元の文書:
チバさんが亡くなってから1か月と少しが経った。
いまだにいなくなった気がしないのは、
音源の歌声がひとつも変わらないからだと思う。
そもそも知り合いでもなんでもない、一方的なただのファン。
自分にとってチバさんという存在は、人間というよりも音楽だったということ。
そう思えることに今は安心している。
そして何より、音楽家としての、ロックンローラーとしてのチバさんは
「全てやり切った」のではないかという想いがある。
これは個人的な意見だ。
しかし、28年間追い続けてきたファンとしては、この事実にホッとしている。
なぜなら、そこが決定的にアベさんとは違うからだ。
アベさんはミッシェル解散以降、その才能とエネルギーの行き場を失ったまま
亡くなった。これもファンの勝手な推測だが、間違いないと思う。
それがたまらなく残念で悔しかったし、その想いは今も変わってない。
チバさんは違う。
ミッシェルに始まり、ROSSOを経てThe Birthdayに至るその道のりで、
狂乱からアート、そして大きな優しさを獲得するに至った。
ロックという音楽が、ここまで豊かな表現の幅を持っていることを教えてくれた。
この先何があるというのか。

バウンディングボックスの記録:
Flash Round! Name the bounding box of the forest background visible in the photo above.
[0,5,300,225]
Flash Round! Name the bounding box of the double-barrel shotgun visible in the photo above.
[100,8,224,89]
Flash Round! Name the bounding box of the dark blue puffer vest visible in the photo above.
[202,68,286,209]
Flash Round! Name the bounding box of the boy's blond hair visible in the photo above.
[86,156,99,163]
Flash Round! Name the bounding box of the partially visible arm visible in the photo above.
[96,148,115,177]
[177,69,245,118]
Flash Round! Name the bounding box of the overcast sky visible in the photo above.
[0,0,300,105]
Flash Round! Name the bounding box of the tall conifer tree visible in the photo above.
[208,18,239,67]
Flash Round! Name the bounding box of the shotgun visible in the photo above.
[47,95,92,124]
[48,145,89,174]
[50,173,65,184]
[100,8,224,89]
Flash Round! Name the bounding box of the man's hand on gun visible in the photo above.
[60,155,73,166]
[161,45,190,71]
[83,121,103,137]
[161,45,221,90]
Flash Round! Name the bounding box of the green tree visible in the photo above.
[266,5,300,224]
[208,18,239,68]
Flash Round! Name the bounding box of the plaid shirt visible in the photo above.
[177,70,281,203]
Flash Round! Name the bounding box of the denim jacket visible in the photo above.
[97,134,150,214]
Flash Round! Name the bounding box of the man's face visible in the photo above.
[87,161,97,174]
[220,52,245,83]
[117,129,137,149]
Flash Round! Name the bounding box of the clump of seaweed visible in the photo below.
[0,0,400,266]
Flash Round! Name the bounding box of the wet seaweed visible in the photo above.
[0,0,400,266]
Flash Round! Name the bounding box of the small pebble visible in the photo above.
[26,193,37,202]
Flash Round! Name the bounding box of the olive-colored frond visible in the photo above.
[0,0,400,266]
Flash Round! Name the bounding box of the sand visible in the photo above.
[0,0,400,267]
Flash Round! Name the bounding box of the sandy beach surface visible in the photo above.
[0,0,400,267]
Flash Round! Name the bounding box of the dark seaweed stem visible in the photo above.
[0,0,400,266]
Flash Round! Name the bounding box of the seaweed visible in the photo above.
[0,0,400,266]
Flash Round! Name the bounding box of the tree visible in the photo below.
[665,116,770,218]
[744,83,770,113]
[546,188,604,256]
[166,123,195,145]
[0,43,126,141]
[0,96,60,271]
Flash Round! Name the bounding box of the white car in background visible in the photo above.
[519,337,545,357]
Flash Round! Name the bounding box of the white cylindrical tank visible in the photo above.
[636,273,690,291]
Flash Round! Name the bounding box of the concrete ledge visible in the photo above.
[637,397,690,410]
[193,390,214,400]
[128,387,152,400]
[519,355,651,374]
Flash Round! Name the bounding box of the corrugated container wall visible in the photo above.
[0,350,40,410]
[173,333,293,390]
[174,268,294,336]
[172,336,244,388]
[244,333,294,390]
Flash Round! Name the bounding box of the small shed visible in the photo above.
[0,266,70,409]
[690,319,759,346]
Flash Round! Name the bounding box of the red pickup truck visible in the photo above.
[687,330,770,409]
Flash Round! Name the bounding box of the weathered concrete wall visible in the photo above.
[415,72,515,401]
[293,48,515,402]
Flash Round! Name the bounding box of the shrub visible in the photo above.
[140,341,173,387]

作業指示:
1. チバさんについての文章をもとに、次の問いに答えなさい。
(a) チバさんが亡くなってから、どれくらいが経ったか。
(b) 何年間チバさんを追い続けてきたと書かれているか。
(c) ミッシェルに始まりThe Birthdayに至る道のりで、途中に経たのは何か。
2. 記録のうち、「Flash Round! Name the bounding box of the shotgun」を含む行から「[208,18,239,68]」を含む行までを、「green tree」を「pine tree」に入れ替えて書き直してください。ほかは変えず、その範囲の行だけを示すこと。
文章と記録は、それぞれ別の出どころのものである。

各作業の回答:
1.
(a) 1か月と少し
(b) 28年間
(c) ROSSO

2.
Flash Round! Name the bounding box of the shotgun visible in the photo above.
[47,95,92,124]
[48,145,89,174]
[50,173,65,184]
[100,8,224,89]
Flash Round! Name the bounding box of the man's hand on gun visible in the photo above.
[60,155,73,166]
[161,45,190,71]
[83,121,103,137]
[161,45,221,90]
Flash Round! Name the bounding box of the pine tree visible in the photo above.
[266,5,300,224]
[208,18,239,68]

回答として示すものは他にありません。